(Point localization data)
- - - - -
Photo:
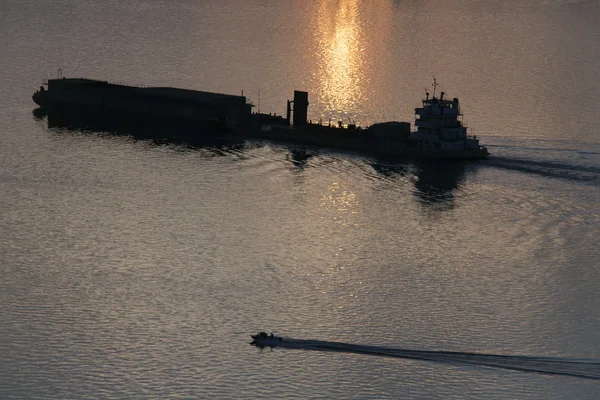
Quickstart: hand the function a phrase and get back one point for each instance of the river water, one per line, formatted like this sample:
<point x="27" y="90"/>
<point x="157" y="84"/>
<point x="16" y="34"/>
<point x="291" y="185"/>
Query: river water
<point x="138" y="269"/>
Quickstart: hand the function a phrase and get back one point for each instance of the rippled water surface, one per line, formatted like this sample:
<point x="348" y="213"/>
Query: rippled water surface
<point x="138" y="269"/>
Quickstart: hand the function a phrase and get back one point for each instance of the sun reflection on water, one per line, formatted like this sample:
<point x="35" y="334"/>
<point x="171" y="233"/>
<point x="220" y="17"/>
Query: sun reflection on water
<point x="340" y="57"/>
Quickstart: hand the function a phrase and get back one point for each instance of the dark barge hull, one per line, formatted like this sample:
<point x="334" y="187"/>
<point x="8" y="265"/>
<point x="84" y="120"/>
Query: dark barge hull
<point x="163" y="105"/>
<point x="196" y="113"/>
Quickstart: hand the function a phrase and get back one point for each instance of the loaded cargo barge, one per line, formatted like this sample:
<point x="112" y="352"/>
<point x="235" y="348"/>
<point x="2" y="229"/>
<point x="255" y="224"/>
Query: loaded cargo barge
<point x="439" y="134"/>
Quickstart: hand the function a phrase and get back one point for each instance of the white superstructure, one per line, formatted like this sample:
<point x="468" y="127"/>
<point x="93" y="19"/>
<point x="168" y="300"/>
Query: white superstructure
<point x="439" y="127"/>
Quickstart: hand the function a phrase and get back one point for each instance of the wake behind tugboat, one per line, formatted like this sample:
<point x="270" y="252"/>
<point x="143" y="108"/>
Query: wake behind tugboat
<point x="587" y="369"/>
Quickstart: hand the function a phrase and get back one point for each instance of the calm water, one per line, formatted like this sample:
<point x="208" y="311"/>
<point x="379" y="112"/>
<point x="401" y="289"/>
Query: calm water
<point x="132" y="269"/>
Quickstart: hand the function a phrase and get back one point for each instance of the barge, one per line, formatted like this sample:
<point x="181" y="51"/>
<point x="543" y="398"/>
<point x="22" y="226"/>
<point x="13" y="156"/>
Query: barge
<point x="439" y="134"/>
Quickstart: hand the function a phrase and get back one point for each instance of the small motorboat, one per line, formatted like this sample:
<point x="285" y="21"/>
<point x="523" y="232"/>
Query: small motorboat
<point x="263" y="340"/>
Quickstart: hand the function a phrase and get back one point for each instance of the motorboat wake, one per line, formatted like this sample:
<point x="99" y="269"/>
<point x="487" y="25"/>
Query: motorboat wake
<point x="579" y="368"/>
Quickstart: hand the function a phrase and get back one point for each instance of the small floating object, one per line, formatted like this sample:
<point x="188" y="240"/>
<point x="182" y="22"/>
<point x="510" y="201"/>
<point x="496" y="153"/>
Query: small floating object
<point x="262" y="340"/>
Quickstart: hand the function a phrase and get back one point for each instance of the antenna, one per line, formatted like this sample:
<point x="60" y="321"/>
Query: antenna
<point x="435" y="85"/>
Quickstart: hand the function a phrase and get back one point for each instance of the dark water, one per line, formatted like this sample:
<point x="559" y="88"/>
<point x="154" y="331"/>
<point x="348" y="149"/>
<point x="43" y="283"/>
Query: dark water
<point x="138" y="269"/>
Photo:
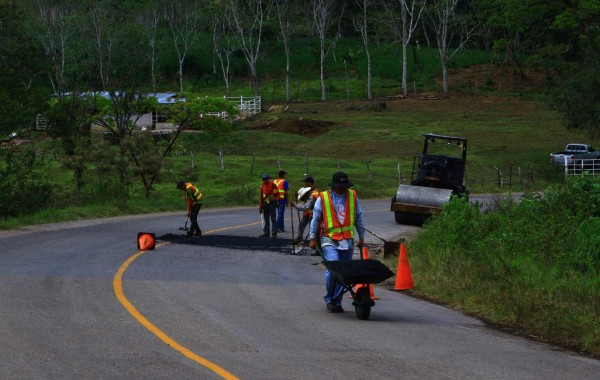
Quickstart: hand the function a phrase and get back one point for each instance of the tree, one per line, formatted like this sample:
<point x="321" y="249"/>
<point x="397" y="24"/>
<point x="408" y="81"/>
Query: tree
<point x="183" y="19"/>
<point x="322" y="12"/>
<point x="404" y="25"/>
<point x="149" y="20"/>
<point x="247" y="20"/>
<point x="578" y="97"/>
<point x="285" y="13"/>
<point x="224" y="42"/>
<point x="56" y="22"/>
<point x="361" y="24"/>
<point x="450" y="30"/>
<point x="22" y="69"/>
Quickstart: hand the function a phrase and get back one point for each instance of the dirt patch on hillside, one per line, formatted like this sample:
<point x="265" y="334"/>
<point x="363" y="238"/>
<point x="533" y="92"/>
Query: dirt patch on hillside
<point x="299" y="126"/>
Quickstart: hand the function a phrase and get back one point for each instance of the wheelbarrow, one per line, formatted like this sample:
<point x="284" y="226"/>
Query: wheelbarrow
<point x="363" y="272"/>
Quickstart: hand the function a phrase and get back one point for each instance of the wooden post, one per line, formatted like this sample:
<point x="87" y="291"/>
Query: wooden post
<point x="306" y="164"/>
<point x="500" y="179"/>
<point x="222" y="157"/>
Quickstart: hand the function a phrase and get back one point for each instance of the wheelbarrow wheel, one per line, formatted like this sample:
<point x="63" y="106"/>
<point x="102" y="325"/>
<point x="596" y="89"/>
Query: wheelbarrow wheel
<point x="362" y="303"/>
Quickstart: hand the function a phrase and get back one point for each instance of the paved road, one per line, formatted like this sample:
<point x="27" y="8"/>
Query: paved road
- - - - -
■ About this task ■
Wherever the string "paved" occurs in the data, copy the line that holds it.

■ Reply to the exercise ■
Quickstart: hand the function a phrase and get back one point for each instance of the paved road, one per line, formatted like this sample:
Query: paved road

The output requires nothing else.